• _TASK DIRECTIONS_: Show each line of the entries below that contains the string "stake". The match is case-sensitive.

Shape boundary entries
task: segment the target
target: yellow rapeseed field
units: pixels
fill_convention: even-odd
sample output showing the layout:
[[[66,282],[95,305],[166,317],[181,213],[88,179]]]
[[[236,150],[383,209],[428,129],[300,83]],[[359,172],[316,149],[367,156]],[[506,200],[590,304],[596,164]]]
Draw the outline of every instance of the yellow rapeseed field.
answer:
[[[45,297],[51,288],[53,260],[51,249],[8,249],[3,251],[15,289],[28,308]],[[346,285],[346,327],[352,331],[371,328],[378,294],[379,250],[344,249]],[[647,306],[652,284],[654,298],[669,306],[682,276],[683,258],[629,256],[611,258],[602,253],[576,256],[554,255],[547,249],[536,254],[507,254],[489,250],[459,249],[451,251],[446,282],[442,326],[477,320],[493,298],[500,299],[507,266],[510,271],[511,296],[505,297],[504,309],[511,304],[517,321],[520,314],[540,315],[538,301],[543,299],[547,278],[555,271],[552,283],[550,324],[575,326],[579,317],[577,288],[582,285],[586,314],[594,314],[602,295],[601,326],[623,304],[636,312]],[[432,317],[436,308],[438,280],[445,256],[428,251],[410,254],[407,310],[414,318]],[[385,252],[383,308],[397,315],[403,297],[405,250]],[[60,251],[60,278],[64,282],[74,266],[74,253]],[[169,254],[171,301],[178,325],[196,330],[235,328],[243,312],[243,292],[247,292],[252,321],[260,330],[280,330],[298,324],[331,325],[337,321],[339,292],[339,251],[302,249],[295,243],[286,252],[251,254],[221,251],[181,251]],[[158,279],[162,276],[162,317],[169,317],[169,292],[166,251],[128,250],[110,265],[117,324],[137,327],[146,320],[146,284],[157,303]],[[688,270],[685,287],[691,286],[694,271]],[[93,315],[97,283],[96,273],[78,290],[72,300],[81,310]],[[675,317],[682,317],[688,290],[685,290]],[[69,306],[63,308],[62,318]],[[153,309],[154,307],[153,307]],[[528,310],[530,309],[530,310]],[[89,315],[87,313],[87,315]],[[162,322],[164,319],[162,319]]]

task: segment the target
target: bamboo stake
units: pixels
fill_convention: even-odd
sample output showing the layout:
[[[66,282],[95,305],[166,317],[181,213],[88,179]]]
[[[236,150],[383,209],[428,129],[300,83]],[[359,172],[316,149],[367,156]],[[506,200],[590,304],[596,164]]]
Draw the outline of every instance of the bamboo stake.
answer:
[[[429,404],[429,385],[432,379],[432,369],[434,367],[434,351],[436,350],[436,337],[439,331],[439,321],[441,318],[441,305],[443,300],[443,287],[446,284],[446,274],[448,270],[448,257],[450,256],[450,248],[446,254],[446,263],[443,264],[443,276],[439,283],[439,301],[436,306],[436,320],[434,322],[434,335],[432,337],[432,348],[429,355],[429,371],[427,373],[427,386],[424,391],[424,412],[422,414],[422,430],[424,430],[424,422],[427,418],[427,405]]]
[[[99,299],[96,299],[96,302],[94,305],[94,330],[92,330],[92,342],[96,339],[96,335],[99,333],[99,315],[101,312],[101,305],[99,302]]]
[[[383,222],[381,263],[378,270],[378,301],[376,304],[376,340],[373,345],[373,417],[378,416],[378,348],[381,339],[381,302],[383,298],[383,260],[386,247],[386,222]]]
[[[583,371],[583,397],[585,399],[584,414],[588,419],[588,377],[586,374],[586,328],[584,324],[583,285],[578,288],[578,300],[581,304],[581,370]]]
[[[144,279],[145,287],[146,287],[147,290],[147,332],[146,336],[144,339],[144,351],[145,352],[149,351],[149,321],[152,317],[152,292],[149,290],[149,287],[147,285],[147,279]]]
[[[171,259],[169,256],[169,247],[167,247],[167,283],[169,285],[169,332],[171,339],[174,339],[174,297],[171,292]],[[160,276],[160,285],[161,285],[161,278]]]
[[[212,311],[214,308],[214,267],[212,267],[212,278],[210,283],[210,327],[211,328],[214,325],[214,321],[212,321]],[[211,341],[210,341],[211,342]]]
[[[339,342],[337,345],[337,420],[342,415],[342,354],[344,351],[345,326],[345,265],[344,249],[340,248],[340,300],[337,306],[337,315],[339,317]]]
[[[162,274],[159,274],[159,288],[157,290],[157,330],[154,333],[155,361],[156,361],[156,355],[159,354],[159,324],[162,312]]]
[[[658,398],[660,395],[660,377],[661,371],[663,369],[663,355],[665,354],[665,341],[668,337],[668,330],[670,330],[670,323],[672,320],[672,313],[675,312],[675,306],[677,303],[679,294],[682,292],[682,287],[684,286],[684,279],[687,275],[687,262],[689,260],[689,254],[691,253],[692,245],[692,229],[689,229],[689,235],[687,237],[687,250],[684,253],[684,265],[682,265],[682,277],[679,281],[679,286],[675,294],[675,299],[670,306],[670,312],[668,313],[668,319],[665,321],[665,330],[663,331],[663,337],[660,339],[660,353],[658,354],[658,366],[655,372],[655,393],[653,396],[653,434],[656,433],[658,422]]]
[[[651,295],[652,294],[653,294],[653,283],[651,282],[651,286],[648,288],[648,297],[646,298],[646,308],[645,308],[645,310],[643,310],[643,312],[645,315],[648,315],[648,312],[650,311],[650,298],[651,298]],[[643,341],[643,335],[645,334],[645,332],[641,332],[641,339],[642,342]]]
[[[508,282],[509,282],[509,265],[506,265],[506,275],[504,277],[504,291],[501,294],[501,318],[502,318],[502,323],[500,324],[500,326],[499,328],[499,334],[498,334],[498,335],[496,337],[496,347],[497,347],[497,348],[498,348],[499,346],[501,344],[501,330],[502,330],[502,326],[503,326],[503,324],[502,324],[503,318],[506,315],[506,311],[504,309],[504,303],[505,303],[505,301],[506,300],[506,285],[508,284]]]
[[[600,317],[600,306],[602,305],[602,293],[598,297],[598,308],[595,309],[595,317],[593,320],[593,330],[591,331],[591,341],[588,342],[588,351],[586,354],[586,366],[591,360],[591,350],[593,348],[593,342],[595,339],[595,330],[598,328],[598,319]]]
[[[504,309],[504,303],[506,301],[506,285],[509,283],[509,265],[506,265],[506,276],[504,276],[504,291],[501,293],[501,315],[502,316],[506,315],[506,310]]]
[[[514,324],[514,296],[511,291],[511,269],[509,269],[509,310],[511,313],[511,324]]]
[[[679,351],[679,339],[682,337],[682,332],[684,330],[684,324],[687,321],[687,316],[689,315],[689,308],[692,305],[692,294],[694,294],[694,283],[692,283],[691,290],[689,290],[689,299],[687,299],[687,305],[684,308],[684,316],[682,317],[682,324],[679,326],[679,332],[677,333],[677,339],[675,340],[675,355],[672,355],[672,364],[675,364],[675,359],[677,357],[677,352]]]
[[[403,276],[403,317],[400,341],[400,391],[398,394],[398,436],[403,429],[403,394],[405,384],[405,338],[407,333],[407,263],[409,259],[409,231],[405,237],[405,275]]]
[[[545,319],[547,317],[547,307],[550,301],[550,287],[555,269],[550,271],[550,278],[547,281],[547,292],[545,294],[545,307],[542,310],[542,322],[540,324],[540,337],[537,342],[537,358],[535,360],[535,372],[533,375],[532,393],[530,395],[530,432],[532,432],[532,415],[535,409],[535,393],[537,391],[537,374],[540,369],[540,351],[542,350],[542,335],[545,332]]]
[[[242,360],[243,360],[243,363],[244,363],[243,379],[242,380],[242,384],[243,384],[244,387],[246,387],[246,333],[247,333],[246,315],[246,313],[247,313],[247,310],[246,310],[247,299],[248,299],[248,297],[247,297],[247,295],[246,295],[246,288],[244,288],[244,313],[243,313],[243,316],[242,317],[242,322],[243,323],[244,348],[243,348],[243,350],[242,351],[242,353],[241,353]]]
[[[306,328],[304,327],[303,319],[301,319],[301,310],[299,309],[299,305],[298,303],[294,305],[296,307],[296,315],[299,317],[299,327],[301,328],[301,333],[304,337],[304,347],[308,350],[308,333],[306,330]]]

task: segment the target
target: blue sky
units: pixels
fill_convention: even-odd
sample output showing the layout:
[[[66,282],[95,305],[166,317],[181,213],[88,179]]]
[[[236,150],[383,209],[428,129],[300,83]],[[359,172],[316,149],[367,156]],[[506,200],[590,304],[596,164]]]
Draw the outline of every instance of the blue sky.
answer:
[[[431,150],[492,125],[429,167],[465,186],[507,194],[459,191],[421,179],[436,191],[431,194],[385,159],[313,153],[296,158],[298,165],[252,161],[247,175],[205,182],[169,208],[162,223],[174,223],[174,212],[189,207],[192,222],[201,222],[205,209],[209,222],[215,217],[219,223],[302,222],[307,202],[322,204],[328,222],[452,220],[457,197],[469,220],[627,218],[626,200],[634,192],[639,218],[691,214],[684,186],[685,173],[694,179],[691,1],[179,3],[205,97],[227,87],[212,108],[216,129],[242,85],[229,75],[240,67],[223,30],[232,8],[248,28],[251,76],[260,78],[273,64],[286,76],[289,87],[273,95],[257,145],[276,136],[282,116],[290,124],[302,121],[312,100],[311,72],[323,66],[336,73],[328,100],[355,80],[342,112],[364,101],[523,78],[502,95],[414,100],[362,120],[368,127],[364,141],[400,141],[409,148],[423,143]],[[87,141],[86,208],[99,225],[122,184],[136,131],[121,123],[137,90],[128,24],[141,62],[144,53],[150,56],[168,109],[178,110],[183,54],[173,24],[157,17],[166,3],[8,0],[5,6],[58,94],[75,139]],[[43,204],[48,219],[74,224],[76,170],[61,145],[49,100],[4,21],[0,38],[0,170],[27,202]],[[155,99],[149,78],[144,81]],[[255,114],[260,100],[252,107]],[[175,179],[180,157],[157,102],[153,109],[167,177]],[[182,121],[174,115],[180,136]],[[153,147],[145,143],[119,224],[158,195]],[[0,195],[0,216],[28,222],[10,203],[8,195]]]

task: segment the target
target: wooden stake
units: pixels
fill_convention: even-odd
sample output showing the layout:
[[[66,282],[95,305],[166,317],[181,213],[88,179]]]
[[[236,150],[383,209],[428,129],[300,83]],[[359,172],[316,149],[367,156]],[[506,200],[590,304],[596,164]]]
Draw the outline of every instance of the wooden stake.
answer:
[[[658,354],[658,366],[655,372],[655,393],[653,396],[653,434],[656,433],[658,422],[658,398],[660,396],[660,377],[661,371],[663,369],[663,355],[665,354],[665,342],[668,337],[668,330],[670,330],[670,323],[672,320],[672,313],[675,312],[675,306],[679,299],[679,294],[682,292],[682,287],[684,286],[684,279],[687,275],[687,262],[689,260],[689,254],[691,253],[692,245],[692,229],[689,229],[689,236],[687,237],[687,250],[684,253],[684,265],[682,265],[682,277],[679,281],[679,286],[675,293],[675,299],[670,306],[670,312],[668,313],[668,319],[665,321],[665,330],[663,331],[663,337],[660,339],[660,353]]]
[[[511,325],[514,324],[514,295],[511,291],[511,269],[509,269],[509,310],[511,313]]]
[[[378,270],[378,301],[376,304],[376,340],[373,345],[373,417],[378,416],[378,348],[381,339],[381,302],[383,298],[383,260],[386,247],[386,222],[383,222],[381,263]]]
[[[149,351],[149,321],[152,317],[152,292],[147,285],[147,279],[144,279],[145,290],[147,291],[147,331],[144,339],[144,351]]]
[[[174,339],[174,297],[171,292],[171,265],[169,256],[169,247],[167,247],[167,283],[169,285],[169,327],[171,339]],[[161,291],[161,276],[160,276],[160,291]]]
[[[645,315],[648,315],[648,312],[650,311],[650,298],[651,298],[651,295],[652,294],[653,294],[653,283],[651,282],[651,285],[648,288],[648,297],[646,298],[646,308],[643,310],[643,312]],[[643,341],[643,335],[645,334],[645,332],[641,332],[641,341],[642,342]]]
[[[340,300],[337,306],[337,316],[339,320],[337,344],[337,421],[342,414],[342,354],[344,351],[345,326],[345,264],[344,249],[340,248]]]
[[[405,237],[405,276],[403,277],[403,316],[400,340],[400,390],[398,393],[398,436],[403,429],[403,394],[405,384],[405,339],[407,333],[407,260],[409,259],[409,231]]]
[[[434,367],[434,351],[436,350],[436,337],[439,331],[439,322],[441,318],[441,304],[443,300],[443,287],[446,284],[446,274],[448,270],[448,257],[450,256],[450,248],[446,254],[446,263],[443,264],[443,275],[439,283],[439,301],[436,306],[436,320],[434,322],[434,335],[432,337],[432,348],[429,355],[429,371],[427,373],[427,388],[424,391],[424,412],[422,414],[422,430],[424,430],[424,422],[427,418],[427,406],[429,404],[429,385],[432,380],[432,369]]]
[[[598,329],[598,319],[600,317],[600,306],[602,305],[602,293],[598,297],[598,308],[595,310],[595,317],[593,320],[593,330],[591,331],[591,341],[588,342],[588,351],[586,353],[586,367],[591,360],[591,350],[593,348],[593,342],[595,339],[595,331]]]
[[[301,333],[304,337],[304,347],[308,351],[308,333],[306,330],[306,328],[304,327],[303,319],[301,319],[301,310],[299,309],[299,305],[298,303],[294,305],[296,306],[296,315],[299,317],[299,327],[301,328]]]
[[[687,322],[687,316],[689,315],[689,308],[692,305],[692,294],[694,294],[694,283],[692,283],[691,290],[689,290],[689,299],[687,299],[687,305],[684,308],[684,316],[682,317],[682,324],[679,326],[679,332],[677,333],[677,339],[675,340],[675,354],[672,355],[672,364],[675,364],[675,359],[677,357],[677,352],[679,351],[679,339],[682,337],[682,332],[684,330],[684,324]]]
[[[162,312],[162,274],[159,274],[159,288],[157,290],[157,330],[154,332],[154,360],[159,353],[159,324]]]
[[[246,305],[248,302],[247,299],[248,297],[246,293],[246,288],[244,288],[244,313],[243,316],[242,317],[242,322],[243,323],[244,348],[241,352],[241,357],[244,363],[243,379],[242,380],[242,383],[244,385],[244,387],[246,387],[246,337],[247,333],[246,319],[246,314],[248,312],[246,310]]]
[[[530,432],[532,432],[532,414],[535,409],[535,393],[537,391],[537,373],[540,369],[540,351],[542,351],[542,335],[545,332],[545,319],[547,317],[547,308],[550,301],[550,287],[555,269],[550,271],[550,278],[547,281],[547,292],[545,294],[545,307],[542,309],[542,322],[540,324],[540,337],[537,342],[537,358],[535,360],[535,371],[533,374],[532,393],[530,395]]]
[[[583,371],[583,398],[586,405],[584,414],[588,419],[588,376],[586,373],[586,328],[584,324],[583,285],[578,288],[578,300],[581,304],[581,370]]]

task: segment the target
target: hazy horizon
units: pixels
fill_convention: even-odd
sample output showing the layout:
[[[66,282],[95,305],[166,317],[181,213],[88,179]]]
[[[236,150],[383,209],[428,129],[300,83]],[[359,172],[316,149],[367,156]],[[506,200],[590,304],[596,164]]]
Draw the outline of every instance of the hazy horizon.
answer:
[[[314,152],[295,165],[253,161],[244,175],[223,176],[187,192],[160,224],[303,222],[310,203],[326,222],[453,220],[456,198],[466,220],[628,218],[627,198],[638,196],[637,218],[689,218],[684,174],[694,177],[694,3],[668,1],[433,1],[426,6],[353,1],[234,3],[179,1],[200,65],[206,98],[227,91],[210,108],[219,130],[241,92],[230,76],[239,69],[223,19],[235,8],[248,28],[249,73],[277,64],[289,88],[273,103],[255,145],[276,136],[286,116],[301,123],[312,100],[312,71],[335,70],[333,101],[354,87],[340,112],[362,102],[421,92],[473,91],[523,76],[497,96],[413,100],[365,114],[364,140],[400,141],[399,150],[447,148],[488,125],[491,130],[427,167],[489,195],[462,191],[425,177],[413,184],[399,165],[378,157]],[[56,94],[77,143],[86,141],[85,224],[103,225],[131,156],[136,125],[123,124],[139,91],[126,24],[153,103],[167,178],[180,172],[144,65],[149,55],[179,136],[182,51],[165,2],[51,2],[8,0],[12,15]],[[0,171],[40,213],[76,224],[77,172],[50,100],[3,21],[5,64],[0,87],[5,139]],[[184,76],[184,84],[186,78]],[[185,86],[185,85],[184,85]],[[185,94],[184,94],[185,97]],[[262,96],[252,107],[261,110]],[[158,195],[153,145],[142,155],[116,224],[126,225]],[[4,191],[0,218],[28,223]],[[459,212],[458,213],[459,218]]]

• _REPLY TO THE EXERCISE_:
target: bamboo stake
Draw the outline of every instance of the bamboo stake.
target: wooden stake
Draw the outline of every instance of the wooden stake.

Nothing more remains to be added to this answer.